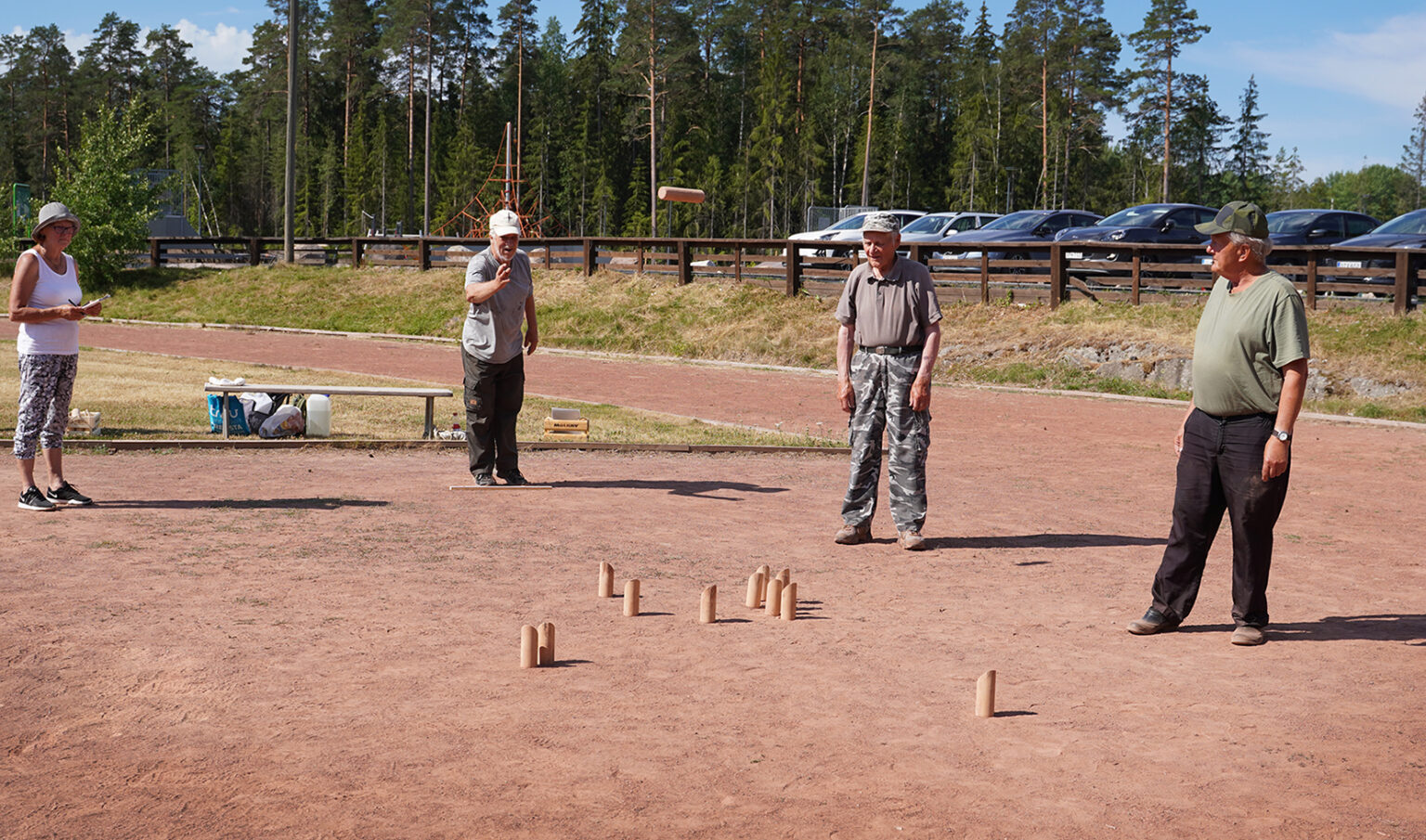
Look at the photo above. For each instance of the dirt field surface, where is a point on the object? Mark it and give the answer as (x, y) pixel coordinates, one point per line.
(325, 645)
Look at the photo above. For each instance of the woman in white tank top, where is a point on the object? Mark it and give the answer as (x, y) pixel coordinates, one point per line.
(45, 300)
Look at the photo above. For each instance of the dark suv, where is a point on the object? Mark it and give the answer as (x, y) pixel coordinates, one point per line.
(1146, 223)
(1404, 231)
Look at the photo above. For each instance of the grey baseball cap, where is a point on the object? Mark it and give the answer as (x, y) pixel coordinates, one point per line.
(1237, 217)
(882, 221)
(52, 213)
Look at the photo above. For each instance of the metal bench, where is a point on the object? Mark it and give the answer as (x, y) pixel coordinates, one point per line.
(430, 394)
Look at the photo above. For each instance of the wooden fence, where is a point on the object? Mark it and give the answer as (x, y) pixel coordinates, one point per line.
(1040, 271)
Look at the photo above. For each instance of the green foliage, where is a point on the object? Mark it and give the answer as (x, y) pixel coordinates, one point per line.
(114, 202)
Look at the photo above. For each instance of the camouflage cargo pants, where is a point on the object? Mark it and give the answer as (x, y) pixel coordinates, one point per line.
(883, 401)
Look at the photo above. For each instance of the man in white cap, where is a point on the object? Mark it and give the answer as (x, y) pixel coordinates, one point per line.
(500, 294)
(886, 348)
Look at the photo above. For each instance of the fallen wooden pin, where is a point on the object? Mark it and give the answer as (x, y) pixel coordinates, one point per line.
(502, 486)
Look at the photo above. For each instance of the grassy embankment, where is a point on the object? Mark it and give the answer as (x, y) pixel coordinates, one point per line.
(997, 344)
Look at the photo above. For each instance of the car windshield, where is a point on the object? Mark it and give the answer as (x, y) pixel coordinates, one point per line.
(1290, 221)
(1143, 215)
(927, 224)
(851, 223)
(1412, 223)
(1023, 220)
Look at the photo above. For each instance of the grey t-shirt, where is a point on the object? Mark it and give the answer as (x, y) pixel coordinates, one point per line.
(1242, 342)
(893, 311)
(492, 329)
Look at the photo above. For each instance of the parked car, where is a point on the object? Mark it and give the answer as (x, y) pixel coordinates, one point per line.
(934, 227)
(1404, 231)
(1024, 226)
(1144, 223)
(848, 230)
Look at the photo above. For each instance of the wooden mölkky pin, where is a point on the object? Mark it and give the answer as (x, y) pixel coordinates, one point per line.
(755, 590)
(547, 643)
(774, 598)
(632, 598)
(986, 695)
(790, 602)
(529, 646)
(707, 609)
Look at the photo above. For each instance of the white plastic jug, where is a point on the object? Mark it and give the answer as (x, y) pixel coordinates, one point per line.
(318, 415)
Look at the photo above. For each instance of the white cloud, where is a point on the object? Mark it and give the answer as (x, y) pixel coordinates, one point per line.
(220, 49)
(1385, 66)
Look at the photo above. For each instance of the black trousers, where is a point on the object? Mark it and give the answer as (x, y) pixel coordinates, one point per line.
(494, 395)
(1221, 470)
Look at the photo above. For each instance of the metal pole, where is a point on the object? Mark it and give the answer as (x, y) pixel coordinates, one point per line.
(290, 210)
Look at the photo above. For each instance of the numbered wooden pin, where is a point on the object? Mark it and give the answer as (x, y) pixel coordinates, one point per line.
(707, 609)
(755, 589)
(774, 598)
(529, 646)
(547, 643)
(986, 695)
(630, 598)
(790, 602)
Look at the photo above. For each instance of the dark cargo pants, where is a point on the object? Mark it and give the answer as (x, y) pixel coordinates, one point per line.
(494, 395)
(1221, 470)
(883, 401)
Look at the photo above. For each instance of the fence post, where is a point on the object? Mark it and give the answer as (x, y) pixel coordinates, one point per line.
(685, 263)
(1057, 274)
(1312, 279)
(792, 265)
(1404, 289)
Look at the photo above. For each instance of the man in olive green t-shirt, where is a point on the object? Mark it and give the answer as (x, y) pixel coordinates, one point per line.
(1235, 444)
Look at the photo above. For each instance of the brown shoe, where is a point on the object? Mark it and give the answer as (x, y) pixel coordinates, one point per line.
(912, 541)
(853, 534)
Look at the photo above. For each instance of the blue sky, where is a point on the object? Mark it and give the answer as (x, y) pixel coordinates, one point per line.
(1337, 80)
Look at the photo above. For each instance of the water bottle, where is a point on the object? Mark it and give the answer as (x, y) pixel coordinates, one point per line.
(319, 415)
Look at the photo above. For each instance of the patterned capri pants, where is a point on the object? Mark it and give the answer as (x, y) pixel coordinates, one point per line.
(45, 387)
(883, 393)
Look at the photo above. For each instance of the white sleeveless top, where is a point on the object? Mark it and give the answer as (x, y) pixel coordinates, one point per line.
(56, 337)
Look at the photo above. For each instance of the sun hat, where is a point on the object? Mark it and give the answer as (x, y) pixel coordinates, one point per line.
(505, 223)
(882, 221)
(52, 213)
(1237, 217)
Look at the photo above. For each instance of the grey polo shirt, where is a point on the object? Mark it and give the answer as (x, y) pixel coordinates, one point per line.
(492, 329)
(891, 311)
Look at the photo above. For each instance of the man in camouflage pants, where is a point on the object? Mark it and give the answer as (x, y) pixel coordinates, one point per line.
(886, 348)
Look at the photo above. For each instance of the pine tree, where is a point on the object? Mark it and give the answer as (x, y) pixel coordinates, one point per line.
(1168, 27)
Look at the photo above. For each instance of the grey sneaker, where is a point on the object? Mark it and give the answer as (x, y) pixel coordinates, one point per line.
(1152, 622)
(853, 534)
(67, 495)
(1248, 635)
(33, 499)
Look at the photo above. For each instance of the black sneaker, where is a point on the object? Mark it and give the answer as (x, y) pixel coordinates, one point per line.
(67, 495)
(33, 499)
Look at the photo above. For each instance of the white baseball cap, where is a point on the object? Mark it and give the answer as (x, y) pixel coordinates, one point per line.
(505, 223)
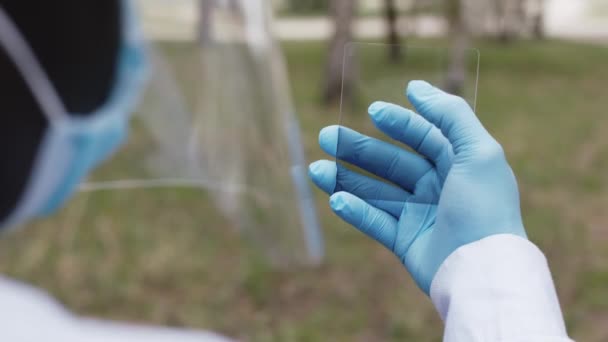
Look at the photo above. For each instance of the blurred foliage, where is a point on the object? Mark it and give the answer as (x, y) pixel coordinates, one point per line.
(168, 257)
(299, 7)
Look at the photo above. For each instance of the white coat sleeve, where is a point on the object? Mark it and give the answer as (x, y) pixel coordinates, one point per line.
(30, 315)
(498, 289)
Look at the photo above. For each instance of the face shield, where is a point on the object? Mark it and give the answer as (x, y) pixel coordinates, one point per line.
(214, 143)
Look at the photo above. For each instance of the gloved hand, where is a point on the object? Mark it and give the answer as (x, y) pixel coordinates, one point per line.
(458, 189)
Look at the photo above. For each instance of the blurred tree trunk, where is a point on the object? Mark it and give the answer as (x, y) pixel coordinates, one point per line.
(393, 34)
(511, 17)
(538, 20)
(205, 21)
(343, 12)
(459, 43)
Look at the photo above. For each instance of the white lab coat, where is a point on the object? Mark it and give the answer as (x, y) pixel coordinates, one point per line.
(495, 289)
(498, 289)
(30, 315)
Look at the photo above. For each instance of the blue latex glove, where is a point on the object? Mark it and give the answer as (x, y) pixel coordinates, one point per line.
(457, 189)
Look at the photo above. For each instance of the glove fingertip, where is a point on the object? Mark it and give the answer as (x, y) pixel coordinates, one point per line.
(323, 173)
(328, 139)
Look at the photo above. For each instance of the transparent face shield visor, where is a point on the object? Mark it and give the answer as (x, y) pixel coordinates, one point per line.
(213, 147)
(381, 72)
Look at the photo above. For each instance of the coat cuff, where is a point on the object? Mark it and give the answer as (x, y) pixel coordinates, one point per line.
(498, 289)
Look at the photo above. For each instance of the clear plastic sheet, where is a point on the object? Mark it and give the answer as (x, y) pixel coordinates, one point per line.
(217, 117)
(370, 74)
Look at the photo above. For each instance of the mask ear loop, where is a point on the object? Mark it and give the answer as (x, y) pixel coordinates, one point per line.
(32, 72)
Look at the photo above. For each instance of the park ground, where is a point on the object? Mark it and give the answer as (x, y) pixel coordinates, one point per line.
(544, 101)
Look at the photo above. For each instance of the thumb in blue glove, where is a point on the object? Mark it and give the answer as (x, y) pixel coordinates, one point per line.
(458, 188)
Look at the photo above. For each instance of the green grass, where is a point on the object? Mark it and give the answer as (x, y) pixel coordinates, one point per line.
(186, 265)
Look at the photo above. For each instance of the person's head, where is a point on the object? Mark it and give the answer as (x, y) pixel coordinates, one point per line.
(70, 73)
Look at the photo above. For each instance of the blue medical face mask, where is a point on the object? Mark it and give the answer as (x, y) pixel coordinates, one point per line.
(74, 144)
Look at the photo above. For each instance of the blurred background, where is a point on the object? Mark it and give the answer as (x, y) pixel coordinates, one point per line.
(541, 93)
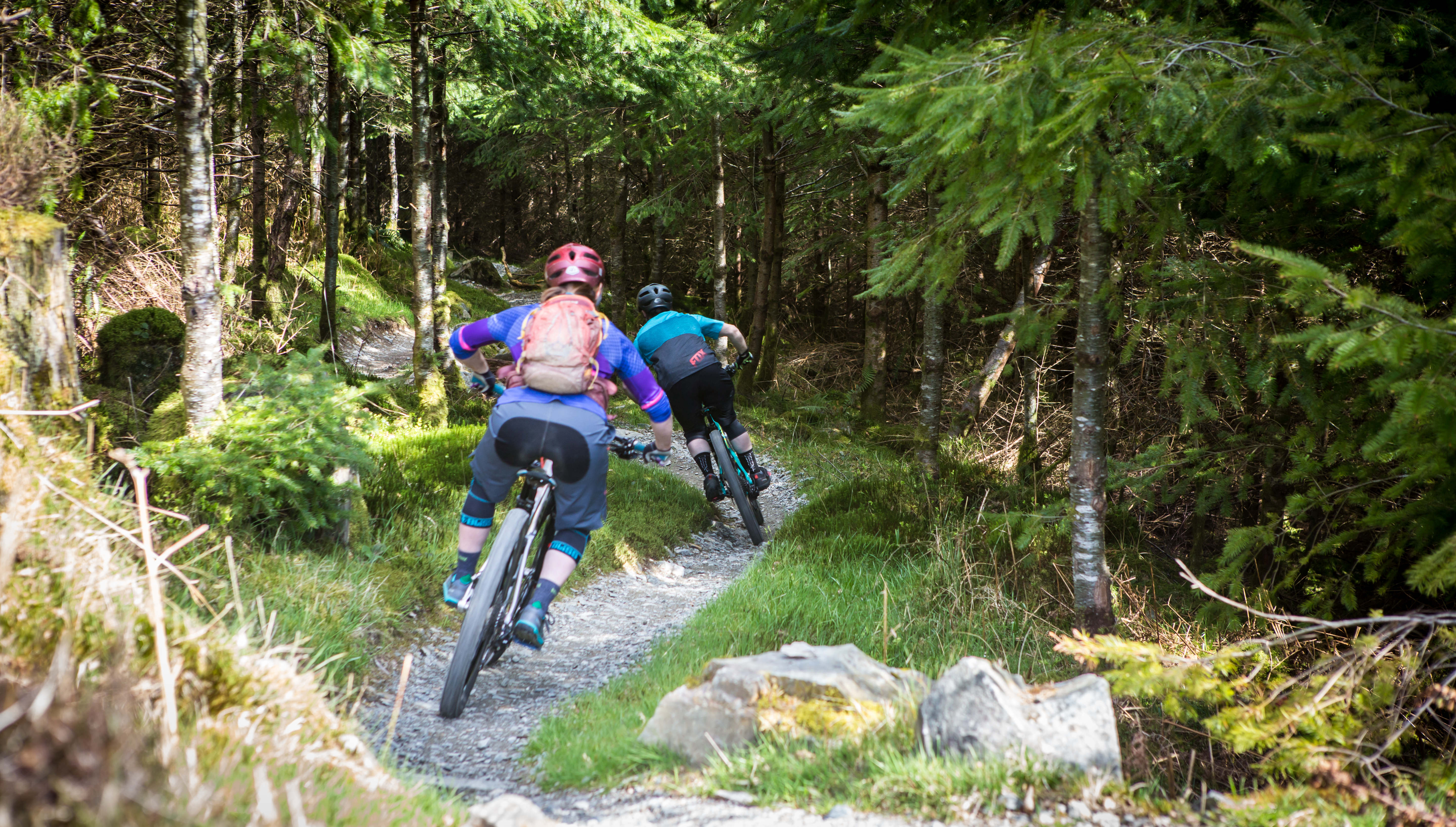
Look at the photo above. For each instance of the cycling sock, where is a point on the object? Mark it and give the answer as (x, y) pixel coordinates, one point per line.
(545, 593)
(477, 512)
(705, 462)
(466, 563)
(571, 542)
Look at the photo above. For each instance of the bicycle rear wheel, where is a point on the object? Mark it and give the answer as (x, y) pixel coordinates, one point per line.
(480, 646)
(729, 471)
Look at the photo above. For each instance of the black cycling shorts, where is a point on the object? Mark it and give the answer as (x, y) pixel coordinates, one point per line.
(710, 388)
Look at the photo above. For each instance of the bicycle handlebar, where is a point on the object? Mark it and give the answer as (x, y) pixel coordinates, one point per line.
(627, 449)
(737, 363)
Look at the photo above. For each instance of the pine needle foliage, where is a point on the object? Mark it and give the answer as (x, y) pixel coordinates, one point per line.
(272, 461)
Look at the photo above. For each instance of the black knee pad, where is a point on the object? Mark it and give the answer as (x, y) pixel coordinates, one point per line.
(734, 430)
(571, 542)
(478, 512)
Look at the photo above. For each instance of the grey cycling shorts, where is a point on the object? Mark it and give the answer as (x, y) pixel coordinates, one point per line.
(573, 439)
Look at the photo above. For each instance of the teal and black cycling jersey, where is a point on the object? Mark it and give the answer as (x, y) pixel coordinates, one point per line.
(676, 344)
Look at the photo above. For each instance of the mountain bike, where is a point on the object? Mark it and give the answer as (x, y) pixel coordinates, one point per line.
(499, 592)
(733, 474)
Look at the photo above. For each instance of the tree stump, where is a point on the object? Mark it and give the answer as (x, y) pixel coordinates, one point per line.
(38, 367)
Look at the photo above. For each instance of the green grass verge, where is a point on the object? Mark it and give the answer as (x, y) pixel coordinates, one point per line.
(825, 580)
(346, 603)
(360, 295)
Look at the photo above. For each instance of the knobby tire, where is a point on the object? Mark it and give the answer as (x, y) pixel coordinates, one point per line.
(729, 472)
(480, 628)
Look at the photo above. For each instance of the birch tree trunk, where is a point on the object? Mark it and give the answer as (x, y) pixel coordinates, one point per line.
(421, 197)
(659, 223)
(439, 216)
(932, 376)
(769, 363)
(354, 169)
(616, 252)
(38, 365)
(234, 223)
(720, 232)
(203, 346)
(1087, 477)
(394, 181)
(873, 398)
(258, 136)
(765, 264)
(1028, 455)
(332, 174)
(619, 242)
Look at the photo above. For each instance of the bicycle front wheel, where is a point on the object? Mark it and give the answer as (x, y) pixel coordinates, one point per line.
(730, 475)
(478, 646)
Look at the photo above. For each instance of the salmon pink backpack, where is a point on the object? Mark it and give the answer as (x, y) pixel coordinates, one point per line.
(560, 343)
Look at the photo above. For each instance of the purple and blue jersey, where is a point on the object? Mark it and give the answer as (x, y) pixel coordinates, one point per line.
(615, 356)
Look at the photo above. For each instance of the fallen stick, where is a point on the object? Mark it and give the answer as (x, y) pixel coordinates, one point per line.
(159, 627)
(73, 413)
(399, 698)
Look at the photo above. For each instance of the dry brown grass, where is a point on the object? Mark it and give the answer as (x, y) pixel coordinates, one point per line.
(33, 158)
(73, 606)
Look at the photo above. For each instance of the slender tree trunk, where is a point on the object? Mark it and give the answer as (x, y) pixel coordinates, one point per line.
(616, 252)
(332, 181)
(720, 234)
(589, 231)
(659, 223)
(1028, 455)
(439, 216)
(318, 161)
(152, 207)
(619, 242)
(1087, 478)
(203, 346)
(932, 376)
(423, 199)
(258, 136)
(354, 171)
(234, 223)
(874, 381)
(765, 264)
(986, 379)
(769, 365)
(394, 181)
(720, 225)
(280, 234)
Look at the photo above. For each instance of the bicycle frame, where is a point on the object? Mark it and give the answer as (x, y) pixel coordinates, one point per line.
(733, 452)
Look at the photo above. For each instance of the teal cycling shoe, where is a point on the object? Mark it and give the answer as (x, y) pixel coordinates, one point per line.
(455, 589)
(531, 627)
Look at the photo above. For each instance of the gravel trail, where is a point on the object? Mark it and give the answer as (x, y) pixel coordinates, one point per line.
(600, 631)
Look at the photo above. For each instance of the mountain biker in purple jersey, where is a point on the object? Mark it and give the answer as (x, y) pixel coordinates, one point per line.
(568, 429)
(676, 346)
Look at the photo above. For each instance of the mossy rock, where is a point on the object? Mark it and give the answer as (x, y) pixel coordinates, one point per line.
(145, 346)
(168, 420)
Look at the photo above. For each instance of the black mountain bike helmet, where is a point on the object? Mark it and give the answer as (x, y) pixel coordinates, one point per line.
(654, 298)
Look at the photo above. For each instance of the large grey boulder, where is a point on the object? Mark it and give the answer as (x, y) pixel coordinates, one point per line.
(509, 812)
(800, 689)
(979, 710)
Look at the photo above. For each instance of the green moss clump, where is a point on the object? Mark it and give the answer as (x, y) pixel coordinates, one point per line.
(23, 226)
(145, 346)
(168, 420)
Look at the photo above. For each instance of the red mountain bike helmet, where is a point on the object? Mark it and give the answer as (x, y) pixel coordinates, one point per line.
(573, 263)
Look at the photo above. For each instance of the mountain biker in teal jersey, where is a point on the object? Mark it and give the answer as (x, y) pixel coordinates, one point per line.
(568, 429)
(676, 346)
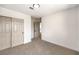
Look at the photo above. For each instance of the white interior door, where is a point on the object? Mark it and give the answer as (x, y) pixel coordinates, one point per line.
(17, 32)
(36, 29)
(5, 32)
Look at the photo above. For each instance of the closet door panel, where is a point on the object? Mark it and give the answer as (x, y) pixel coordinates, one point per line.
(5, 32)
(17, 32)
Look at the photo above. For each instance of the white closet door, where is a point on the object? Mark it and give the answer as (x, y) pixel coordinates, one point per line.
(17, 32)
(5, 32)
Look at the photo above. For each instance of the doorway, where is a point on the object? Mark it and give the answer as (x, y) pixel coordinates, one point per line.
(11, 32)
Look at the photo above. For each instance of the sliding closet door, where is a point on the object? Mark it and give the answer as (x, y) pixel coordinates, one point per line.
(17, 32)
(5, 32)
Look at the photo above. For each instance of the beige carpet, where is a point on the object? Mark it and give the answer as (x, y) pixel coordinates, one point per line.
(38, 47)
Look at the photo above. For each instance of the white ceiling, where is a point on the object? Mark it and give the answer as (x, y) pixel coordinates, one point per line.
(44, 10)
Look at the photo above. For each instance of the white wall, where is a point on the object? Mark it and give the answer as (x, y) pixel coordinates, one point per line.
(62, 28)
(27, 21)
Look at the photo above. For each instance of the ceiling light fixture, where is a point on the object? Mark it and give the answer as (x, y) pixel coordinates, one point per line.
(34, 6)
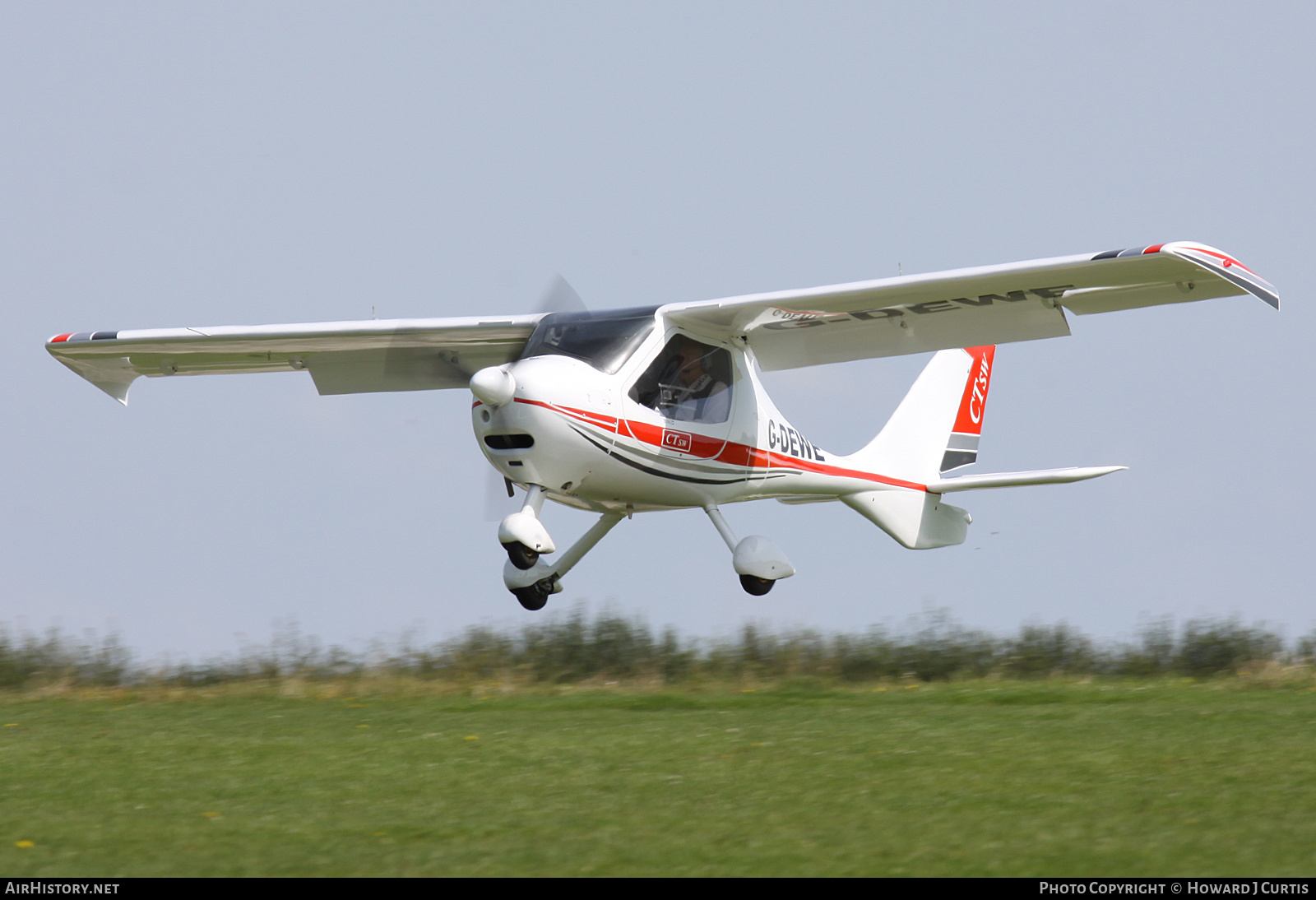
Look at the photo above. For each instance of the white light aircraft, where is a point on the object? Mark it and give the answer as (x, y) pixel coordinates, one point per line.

##############################

**PROMPT**
Output only the lines from the line that contains "the white closet" through the end of the material, both ends included, and skip every picture.

**ANSWER TO THE EXERCISE**
Look at the photo above. For each instance of the white closet door, where is a point on the object? Mark it and give the answer as (x, y) pixel coordinates, one point per line.
(17, 32)
(5, 32)
Look at the photo above. For each instance of the doorway, where is a point on the object? Mark it and give the answer as (x, y) pixel coordinates, one point per line.
(11, 32)
Look at the photo above. For each instance of the sliding closet door, where is a point on the object? Mark it and give the answer as (x, y) pixel coordinates, one point per line.
(17, 32)
(5, 32)
Look at the photo above. For each instance of the beige carpet, where is a point on the object? Mark it and give the answer as (x, y) pixel coordinates, one point per line.
(38, 47)
Look at the photo above. For each instance of the white ceiling, where is a point on the object? Mark it and give the answer as (x, y) pixel coordinates, one point per line.
(44, 10)
Look at the photo above. For each instance of the white wall, where is a point on the object? Mark it and give the answer as (x, y) pixel coordinates, one point per line.
(62, 28)
(27, 21)
Look at the photo above. For each instance of the ceiling light fixture, where is a point on the object? Mark it and give the answer as (x, y) pixel coordinates, one point per line.
(34, 6)
Look at the photo above. For each instance of the white light aircraft, where is a point on the object? Mark it and give the answer as (x, y) pixel coordinates, one point per line.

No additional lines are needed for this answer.